EXERCISE DESCRIPTION » Each entry has to be reproduced in full, exactly as given.

DATA TO PROCESS »
------------------------------------------------------------------------

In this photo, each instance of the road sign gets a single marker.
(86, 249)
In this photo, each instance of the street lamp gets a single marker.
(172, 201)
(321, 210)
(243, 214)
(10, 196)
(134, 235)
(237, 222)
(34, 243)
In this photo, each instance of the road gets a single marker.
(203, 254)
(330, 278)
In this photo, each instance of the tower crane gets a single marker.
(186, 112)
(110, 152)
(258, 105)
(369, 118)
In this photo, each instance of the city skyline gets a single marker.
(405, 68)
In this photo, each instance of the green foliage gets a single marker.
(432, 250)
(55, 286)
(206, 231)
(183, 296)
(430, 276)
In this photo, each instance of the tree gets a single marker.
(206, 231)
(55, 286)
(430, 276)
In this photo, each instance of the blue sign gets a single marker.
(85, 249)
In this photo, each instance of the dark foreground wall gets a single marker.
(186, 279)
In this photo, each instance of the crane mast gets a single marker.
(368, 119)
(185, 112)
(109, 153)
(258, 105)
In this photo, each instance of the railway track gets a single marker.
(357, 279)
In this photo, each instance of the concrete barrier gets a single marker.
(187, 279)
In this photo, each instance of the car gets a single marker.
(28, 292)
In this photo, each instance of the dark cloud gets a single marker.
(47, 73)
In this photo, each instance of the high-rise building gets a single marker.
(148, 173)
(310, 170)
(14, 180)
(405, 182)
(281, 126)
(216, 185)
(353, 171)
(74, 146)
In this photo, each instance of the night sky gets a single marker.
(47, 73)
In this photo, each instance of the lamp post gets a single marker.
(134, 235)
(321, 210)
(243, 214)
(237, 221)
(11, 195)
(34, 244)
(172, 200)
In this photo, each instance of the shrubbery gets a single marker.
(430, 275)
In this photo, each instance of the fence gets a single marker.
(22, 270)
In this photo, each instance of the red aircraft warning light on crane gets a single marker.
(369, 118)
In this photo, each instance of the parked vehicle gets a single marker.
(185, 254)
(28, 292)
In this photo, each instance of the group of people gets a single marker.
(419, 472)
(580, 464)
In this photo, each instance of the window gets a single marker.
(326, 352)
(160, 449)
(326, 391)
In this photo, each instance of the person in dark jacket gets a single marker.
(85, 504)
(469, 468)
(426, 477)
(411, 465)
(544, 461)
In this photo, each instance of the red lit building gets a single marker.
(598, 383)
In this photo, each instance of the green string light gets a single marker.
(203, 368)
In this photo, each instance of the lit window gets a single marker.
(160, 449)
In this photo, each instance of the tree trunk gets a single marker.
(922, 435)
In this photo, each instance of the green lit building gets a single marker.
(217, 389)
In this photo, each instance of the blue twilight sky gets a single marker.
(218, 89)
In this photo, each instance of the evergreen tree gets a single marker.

------------------------------------------------------------------------

EXERCISE SOLUTION »
In this photo, each instance of the road sign gets a single marker.
(86, 249)
In this photo, each instance of the street lamp gets a single marker.
(172, 201)
(321, 210)
(243, 214)
(10, 196)
(134, 235)
(237, 222)
(34, 243)
In this photo, each instance of the road gets a single marker.
(203, 254)
(330, 278)
In this photo, each instance of the tower crane gets a single marker.
(186, 112)
(110, 152)
(258, 105)
(369, 118)
In this photo, each instance of the city skyline gets a single marker.
(405, 68)
In this photo, each instance of the green foliage gets a single marker.
(432, 250)
(55, 286)
(206, 231)
(183, 296)
(430, 276)
In this photo, each instance of the tree gets a single marker.
(206, 231)
(55, 286)
(430, 276)
In this photo, each instance of the blue sign gets a single marker.
(85, 249)
In this photo, each instance of the dark foreground wall gets a single marker.
(186, 279)
In this photo, each instance of the crane mast gets a single marker.
(368, 119)
(185, 112)
(109, 153)
(258, 105)
In this photo, each instance of the railway track gets a single marker.
(357, 279)
In this photo, each instance of the concrete barrier gets a single marker.
(187, 279)
In this photo, each instance of the car gets a single marker.
(28, 292)
In this photo, each instance of the dark cloud gets a single marker.
(47, 73)
In this photo, each instance of the high-rise building gets a single marker.
(148, 173)
(310, 170)
(14, 180)
(405, 182)
(281, 126)
(216, 185)
(353, 171)
(74, 146)
In this photo, each instance of the night sky gets a single marker.
(47, 73)
In this photo, each instance of the lamp post gets a single marker.
(134, 235)
(321, 210)
(243, 214)
(237, 221)
(11, 195)
(34, 244)
(172, 200)
In this photo, each instance of the shrubbery gets a single marker.
(430, 275)
In this photo, each instance of the fence gets a single marker.
(22, 270)
In this photo, each instance of the red aircraft warning light on crane gets a single marker.
(369, 118)
In this photo, each instance of the parked vehicle gets a single marker.
(185, 254)
(28, 292)
In this photo, each instance of the group of people gets a single marker.
(419, 472)
(580, 464)
In this photo, each instance of the window gets a single marker.
(326, 352)
(160, 449)
(326, 391)
In this photo, each instance of the person in dark jacket gets a single marker.
(85, 504)
(469, 468)
(426, 477)
(411, 465)
(544, 461)
In this photo, each instance of the red lit building gets a single marker.
(598, 383)
In this photo, each instance of the green string light gets a single marker.
(203, 368)
In this photo, each instance of the lit window gets a single marker.
(160, 449)
In this photo, each instance of the tree trunk gets a single marker.
(922, 435)
In this photo, each instance of the green lit building gets a single marker.
(217, 389)
In this photo, each instance of the blue twilight sky gets a single marker.
(218, 89)
In this photo, each instance of the evergreen tree gets a single marker.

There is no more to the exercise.